■ **Passage to read**:
+ + + +
Ernest McChesney is a Broadway performer. Explore their Broadway credits, shows, and songs below.

Part of our Broadway Credits Database, a resource for musical theater fans.

About

Ernest McChesney (July 22, 1912 – July 25, 1991) was an American tenor whose career encompassed Broadway musicals, opera, concert performances, and radio broadcasts from the late 1920s through the early 1960s. He subsequently spent many years as a voice teacher at the Manhattan School of Music.

McChesney entered the professional stage as a teenager, appearing in the ensemble of the original Broadway production of My Maryland in 1927, followed by The New Moon in 1928. He took on a small supporting role in Princess Charming in 1930, and the following year earned a featured position among the performers in the Ziegfeld Follies of 1931. His professional opera debut came in July 1933 when he sang the role of Danillo in Franz Lehár's The Merry Widow with the Central City Opera.

Throughout the 1930s McChesney balanced stage and concert work with formal academic study. He sang roles with the Pittsburgh Civic Light Opera in 1934 and 1935, and made numerous radio appearances during the decade, including the world premiere of Louis Gruenberg's Green Mansions on CBS radio on October 17, 1937, in which he portrayed Abel. He earned a Bachelor of Music degree from Syracuse University in 1938, having pursued his studies there while continuing to perform in operas, operettas, and concerts across the United States.
+ + + +
■ **Saved entries**:
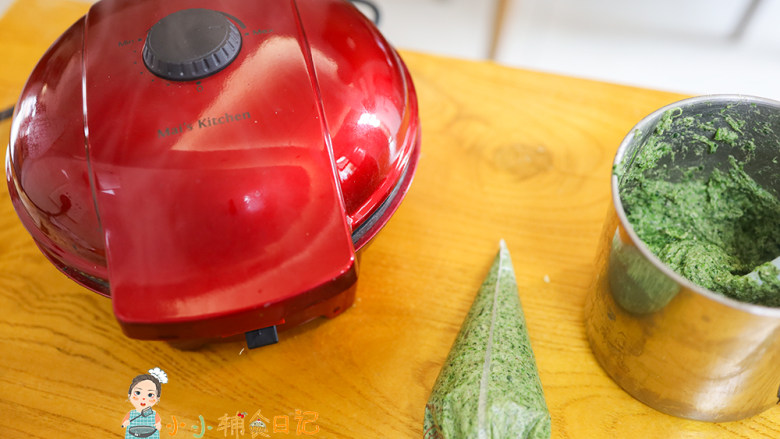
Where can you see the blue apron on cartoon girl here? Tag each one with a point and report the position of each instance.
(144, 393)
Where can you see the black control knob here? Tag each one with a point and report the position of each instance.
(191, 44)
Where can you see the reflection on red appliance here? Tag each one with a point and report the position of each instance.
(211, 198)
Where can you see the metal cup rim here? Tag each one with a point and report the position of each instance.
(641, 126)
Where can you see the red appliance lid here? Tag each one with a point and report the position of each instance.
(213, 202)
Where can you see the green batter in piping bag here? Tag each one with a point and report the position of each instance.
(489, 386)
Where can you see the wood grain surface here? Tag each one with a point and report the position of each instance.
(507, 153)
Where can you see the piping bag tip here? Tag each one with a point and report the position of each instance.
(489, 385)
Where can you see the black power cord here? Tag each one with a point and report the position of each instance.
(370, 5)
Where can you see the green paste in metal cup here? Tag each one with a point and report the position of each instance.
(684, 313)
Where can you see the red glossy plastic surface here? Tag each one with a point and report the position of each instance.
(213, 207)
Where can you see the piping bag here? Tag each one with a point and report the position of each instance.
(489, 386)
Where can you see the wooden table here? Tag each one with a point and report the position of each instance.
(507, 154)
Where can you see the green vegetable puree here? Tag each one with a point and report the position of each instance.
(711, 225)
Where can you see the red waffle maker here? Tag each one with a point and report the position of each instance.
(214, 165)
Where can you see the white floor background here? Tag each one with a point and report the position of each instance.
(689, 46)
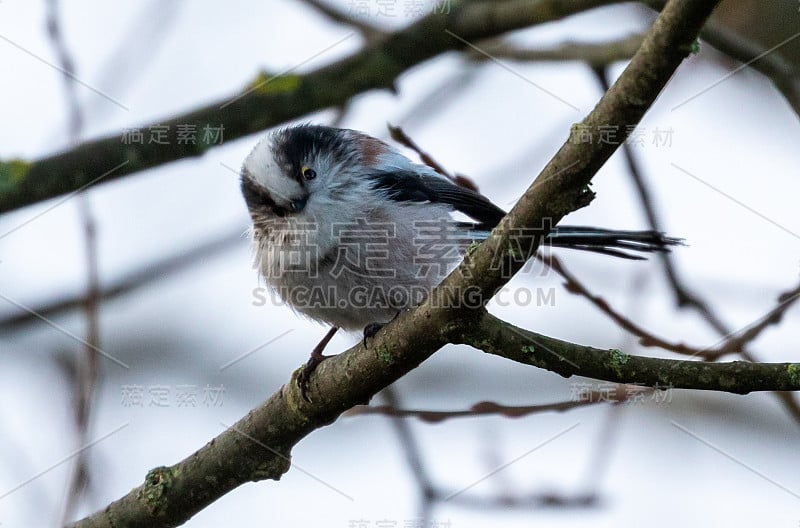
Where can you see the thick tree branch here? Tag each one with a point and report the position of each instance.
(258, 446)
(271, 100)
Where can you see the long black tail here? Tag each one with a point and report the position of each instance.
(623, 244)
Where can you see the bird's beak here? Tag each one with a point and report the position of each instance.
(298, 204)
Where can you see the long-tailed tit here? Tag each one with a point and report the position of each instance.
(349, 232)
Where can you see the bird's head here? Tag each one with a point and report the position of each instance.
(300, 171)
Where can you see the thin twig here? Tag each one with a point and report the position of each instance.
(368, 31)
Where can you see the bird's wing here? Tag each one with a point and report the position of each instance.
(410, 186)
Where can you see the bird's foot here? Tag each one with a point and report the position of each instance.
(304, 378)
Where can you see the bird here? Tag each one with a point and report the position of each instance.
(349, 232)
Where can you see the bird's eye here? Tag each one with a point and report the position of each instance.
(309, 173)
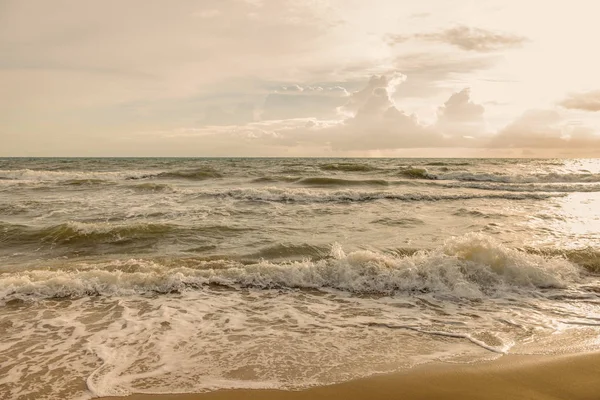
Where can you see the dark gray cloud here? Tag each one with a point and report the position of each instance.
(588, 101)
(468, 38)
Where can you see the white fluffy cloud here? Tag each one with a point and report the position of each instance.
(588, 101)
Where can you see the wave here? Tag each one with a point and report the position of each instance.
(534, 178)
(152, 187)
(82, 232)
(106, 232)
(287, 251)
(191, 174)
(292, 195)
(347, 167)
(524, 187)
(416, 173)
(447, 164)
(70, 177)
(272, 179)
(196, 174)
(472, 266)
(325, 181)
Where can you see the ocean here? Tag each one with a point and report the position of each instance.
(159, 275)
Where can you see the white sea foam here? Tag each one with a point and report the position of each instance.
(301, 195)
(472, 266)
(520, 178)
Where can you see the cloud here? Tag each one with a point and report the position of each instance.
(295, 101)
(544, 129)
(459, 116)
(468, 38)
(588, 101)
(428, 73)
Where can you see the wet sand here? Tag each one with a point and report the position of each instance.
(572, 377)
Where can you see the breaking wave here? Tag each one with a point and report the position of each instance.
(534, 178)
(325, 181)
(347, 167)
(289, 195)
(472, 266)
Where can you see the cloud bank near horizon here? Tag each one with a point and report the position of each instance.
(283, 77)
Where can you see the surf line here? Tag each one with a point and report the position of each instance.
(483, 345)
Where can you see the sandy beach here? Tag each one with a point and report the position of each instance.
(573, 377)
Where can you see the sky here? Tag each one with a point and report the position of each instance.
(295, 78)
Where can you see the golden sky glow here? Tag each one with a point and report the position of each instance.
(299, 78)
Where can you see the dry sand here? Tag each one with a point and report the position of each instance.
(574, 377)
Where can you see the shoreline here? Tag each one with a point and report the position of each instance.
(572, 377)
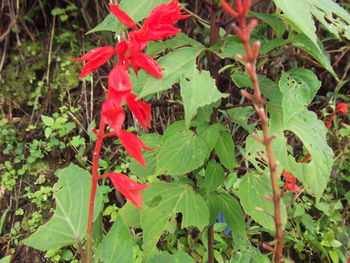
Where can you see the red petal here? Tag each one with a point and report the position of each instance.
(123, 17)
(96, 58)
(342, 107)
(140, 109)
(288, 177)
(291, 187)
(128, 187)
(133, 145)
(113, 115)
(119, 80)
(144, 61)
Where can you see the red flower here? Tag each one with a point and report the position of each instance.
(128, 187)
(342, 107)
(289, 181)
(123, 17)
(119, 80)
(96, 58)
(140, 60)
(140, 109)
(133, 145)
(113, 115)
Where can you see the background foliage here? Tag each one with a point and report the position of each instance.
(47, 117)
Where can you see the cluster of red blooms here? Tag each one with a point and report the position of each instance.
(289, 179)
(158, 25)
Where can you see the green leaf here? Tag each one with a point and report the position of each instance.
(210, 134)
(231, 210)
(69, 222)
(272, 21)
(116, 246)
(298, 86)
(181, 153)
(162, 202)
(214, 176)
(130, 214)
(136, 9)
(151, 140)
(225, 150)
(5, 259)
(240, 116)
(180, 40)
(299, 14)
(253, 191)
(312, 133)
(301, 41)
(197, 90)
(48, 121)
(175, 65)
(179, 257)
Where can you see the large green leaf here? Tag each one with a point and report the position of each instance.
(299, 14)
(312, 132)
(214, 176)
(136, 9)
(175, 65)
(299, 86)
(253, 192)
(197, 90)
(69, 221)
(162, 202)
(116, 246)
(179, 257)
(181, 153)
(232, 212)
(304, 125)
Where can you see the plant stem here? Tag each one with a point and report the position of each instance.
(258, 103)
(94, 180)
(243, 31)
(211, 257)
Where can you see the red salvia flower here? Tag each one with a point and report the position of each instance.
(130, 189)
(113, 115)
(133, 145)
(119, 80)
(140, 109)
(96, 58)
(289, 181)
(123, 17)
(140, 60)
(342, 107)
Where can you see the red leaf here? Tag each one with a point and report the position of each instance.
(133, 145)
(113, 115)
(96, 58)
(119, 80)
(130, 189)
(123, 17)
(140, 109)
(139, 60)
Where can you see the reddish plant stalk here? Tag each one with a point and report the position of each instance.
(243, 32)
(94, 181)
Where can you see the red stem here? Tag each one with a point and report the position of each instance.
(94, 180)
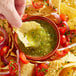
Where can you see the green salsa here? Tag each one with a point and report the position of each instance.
+ + + +
■ **Tasks for this exercise**:
1. According to the Ernest McChesney biography, what role did he sing in his professional opera debut?
2. Turn the paragraph of the Ernest McChesney biography that begins "McChesney entered the professional stage" into a short list, keeping its main facts.
3. Do these statements agree with the Ernest McChesney biography? Answer yes or no for each, quoting the words that decide it.
(a) He earned a Bachelor of Music degree from Syracuse University in 1938.
(b) He portrayed Abel in the world premiere of Green Mansions on NBC radio.
(c) His first Broadway appearance was in The New Moon.

■ **Solutions below**:
1. Danillo in Franz Lehár's The Merry Widow, with the Central City Opera in July 1933.

2.
- 1927: ensemble of the original Broadway production of My Maryland, as a teenager
- 1928: The New Moon
- 1930: small supporting role in Princess Charming
- 1931: featured position in the Ziegfeld Follies of 1931
- July 1933: professional opera debut as Danillo in Franz Lehár's The Merry Widow with the Central City Opera

3.
(a) Yes: "He earned a Bachelor of Music degree from Syracuse University in 1938"
(b) No: "the world premiere of Louis Gruenberg's Green Mansions on CBS radio on October 17, 1937, in which he portrayed Abel"
(c) No: "appearing in the ensemble of the original Broadway production of My Maryland in 1927, followed by The New Moon in 1928"